Pull out every line of the listing below that contains the word "Target", and copy those lines unchanged, one per line.

Exercise materials -
========

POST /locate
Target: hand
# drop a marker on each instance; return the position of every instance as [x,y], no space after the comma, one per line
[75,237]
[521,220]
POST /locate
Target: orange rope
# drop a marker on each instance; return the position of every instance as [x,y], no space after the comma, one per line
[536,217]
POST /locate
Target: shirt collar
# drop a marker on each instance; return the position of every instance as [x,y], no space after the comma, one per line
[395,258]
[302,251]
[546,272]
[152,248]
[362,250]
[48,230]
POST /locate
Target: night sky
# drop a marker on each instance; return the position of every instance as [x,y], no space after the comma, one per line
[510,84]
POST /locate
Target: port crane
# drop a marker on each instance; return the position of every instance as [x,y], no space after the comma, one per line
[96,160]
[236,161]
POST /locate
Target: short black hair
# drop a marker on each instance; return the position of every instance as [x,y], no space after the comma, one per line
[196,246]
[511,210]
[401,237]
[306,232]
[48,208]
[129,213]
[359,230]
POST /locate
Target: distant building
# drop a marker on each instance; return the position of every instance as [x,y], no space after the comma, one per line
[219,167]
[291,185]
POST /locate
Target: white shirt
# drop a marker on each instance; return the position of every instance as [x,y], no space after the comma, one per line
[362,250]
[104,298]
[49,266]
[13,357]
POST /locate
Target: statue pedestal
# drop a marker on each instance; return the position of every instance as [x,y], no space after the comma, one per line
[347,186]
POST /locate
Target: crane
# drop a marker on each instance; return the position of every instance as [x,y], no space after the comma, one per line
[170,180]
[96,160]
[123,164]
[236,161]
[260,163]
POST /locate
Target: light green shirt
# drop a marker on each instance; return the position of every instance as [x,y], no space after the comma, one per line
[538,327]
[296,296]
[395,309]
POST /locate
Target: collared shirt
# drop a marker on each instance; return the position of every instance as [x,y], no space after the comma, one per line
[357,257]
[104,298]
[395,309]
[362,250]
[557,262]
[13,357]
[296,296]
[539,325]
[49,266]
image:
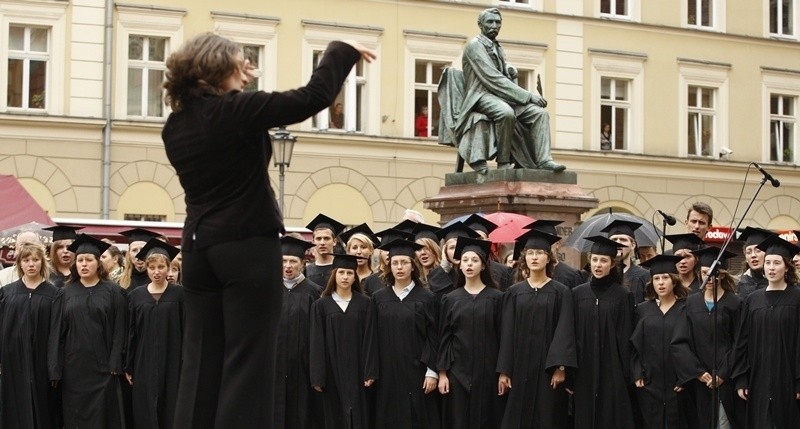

========

Result below -
Target: hand
Target: orange rope
Target: shirt collar
Target: night sky
Target: port crane
Target: short black hair
Target: distant building
Target: white shirt
Target: statue pedestal
Target: crane
Target: light green shirt
Target: collared shirt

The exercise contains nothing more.